A olhos vistos, o fluxo de veículos tem retomado rapidamente seu padrão pré-pandemia nas grandes cidades do Estado. Ficaram para trás – por ora e, espera-se, em definitivo – os dias de pouco movimento nas ruas. Foram motivados não por novas engenharias de trânsito ou tecnologias coletivas arrojadas, tampouco por alguma consciência ambiental, mas por força de uma crise sanitária inesperada. As ruas vazias do primeiro semestres assim estavam pela necessidade de se evitar um novo risco que passou a povoá-las, não a crônica violência urbana, mas o invisível inimigo viral, causador da Covid-19.
Veículos de propulsão humana ou automotores dividem espaço nas vias públicas, no ir e vir da população, deslocando-se para o trabalho ou para atividades sociais. De novo, a cena traz máscaras e, em alguns casos, tentativas de distanciamento, medidas sanitárias difundidas e recomendadas por especialistas como forma de se evitar o contágio pelo novo coronavírus. Contudo, lamentavelmente, persistem velhos hábitos, responsáveis por tornar o trânsito brasileiro um dos mais violentos do mundo.

## [Dados de origem]
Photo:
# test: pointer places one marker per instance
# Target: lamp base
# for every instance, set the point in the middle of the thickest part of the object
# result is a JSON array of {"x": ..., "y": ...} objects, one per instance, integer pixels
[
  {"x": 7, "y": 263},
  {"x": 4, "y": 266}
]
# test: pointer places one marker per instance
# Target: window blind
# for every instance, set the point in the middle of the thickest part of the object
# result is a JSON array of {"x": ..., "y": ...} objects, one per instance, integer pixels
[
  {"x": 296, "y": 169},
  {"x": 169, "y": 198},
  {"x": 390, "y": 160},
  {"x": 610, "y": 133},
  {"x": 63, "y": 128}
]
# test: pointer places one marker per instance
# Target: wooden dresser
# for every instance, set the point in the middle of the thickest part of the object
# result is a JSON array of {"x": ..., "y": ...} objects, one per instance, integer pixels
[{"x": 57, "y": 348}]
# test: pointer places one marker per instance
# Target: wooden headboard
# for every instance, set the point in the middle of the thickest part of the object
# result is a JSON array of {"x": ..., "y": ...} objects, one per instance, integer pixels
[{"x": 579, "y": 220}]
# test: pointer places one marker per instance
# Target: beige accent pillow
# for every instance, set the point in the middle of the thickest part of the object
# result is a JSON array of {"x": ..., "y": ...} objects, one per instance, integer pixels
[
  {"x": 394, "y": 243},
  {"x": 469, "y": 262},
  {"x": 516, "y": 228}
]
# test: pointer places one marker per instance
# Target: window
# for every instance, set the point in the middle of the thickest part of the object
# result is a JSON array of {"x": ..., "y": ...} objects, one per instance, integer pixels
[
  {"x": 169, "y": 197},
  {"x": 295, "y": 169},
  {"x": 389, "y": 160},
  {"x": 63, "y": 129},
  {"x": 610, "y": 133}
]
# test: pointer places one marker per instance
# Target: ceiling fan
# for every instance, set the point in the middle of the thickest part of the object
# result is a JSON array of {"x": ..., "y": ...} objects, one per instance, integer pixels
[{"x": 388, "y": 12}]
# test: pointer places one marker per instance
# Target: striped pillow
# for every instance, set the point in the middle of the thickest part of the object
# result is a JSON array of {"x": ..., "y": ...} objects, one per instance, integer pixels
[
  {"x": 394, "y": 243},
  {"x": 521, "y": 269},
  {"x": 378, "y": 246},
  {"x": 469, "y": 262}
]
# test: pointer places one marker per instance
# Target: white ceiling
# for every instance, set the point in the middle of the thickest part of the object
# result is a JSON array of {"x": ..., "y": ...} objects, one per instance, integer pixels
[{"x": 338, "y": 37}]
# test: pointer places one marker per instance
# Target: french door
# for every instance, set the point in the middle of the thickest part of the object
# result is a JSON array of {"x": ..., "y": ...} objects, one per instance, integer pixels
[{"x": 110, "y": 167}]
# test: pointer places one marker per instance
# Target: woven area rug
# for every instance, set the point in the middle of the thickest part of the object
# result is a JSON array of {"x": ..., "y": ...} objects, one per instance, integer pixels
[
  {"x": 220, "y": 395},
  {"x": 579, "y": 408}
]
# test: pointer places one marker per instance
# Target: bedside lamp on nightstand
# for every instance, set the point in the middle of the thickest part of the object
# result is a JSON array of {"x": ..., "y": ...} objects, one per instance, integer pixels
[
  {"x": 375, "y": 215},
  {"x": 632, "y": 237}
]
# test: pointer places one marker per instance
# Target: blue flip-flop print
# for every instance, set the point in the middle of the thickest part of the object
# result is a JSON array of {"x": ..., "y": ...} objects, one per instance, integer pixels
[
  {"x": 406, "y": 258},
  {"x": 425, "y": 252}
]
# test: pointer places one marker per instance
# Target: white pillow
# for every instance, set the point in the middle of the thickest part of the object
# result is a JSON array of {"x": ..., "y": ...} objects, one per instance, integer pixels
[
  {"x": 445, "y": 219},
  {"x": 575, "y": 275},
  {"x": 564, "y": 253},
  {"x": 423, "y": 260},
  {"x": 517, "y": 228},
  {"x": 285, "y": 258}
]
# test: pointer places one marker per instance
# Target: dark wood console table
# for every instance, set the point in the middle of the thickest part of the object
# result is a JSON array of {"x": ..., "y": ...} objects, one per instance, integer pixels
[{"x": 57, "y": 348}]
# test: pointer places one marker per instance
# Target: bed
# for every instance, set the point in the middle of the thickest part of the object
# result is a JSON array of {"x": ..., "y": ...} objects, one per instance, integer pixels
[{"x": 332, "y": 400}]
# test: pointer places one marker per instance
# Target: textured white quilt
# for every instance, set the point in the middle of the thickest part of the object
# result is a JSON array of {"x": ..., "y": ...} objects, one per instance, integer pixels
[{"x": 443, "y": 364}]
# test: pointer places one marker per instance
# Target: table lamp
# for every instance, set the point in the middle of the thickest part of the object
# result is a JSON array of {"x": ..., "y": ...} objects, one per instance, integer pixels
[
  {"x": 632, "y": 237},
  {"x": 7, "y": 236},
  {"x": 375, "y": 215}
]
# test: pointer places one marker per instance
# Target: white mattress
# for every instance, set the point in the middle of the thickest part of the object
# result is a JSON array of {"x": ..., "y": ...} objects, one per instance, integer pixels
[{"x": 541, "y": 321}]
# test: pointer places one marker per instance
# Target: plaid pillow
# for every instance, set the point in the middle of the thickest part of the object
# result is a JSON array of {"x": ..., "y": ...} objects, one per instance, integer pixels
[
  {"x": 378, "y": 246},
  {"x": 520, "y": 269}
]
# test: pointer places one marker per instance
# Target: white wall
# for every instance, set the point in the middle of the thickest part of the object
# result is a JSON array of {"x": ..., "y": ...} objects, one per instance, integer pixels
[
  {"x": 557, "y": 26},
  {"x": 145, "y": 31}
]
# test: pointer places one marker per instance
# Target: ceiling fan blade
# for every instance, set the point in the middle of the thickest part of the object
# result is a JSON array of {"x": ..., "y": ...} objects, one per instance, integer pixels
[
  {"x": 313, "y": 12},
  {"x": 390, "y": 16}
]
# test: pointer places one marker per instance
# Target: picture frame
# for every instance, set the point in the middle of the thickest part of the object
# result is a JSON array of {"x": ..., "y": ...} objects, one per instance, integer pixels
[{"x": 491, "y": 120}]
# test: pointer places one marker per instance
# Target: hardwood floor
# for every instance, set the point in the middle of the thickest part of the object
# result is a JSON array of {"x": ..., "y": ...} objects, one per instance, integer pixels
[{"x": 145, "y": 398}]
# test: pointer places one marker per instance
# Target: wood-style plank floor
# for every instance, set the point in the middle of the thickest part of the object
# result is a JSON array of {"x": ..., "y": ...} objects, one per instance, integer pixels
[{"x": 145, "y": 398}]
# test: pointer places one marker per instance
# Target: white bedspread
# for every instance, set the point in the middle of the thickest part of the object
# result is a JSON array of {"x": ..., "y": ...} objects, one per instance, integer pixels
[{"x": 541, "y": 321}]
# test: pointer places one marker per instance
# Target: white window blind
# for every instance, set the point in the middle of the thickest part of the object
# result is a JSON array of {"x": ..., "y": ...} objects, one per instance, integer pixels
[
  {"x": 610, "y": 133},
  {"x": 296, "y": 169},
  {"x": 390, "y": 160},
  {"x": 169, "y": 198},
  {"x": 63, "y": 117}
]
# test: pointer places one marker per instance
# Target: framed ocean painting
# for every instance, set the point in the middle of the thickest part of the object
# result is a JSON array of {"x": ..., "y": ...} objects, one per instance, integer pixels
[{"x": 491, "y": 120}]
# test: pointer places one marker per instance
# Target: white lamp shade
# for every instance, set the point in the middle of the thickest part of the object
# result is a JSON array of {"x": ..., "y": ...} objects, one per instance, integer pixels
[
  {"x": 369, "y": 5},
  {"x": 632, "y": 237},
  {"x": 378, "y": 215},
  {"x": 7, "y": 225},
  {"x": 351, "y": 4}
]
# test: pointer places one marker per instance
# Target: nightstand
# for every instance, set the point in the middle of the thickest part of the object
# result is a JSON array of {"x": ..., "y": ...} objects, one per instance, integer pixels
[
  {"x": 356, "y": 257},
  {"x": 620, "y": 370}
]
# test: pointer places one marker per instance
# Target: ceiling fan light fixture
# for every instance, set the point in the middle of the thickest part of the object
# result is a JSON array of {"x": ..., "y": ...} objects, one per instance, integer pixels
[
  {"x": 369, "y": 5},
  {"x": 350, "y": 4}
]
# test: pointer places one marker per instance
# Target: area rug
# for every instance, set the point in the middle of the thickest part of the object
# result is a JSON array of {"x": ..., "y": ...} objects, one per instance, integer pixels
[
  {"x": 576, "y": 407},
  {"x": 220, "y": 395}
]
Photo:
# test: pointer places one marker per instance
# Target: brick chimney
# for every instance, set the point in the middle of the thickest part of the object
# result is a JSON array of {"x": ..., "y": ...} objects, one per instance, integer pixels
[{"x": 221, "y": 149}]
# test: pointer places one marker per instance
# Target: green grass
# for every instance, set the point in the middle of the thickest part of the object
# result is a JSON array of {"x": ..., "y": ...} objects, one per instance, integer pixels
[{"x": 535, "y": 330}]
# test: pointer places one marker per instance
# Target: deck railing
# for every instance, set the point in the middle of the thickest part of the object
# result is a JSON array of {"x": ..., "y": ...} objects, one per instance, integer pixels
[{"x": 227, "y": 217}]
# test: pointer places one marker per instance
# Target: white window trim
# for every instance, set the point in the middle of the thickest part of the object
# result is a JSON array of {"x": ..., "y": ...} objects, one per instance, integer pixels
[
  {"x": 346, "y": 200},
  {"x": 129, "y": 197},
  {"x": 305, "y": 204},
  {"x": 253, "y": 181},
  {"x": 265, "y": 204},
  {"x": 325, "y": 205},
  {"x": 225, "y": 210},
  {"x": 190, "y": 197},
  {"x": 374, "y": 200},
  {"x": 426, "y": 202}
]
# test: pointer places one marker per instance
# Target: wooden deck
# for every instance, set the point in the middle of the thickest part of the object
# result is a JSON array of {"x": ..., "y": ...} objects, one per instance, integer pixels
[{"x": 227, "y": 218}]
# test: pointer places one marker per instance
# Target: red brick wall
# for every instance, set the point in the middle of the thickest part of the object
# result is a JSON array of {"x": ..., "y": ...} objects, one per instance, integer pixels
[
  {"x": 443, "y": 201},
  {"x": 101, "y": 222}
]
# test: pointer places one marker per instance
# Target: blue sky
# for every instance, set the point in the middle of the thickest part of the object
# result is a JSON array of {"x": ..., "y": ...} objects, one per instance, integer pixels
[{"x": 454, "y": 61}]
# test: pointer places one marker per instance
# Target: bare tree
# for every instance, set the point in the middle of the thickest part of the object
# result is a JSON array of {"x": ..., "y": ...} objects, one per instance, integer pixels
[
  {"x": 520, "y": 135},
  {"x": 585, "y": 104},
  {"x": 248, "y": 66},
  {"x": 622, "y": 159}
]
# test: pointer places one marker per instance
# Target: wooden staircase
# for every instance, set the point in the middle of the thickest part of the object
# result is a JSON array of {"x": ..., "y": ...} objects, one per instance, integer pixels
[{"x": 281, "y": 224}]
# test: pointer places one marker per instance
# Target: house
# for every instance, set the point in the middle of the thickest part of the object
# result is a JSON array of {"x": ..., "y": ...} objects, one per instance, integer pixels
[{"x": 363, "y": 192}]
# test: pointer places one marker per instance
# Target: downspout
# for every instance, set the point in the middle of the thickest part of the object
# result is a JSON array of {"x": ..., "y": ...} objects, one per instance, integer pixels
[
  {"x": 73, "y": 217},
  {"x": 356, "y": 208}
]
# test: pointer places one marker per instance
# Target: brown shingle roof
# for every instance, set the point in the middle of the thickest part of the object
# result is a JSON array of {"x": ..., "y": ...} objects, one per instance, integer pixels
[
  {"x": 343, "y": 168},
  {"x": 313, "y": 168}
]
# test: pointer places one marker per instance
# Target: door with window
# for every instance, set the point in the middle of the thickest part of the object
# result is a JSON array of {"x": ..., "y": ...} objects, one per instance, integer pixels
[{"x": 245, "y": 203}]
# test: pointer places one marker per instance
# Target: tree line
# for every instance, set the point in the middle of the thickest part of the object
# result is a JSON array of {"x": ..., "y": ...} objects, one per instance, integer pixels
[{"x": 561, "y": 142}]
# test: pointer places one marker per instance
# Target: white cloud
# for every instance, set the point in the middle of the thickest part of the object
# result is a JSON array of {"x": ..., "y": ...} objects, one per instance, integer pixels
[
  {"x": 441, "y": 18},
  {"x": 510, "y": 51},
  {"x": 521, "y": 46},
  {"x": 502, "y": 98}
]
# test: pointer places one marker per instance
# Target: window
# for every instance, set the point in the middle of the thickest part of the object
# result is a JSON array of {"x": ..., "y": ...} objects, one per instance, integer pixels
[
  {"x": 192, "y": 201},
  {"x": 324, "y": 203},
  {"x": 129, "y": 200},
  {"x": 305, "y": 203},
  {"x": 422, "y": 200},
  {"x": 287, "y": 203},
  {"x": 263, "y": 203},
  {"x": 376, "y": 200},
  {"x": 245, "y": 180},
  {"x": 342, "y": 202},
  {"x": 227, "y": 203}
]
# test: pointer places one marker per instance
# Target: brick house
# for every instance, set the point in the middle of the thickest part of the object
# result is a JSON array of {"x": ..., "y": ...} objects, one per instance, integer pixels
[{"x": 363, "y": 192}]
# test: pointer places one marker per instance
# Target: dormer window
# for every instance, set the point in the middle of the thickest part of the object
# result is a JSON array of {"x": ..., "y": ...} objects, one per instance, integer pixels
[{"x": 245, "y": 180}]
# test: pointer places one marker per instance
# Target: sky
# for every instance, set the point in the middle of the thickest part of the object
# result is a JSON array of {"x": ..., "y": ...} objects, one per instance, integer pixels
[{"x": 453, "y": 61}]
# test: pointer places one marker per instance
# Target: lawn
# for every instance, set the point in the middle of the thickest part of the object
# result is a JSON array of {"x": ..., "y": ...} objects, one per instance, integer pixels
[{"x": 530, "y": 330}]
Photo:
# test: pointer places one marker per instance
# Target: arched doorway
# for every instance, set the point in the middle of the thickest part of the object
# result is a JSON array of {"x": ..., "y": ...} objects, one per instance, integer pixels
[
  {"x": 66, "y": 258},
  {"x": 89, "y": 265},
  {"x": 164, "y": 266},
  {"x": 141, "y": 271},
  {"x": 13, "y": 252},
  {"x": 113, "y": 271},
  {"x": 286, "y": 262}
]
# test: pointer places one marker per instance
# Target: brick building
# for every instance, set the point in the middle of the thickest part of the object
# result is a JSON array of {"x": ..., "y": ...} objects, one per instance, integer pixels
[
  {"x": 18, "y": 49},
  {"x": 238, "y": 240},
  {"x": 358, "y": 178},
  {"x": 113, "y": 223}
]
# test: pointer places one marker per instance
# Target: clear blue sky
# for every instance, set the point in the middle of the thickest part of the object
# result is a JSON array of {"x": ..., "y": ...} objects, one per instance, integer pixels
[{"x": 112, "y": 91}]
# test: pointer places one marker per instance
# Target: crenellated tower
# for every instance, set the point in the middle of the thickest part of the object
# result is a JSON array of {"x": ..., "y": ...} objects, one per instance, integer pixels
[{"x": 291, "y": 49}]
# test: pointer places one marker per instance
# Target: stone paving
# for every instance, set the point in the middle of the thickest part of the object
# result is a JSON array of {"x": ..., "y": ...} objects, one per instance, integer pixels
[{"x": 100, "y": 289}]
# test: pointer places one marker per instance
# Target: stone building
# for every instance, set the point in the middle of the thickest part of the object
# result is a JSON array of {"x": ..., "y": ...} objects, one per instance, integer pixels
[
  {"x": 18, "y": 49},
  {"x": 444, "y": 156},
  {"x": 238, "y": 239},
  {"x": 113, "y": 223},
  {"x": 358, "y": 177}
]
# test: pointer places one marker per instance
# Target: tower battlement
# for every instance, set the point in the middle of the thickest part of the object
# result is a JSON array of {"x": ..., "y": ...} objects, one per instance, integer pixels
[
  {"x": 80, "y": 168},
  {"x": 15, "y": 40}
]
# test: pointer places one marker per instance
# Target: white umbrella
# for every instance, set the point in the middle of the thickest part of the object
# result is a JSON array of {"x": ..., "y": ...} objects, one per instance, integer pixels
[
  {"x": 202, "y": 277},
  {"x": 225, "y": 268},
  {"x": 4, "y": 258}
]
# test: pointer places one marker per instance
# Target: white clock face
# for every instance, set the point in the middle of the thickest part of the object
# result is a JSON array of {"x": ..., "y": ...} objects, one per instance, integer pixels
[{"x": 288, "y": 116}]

## [Requisitos das tarefas]
1. Reproduza sem alterações o trecho do texto sobre o trânsito que começa nas palavras "A olhos vistos, o" e termina após "causador da Covid-19.".
2. Responda, com base no texto sobre o trânsito:
(a) O que motivou os dias de pouco movimento nas ruas?
(b) Que medidas sanitárias aparecem de novo na cena das vias públicas?
(c) Como o texto qualifica o trânsito brasileiro?

## [Respostas abaixo]
1.
A olhos vistos, o fluxo de veículos tem retomado rapidamente seu padrão pré-pandemia nas grandes cidades do Estado. Ficaram para trás – por ora e, espera-se, em definitivo – os dias de pouco movimento nas ruas. Foram motivados não por novas engenharias de trânsito ou tecnologias coletivas arrojadas, tampouco por alguma consciência ambiental, mas por força de uma crise sanitária inesperada. As ruas vazias do primeiro semestres assim estavam pela necessidade de se evitar um novo risco que passou a povoá-las, não a crônica violência urbana, mas o invisível inimigo viral, causador da Covid-19.

2.
(a) Uma crise sanitária inesperada.
(b) Máscaras e, em alguns casos, tentativas de distanciamento.
(c) Como um dos mais violentos do mundo.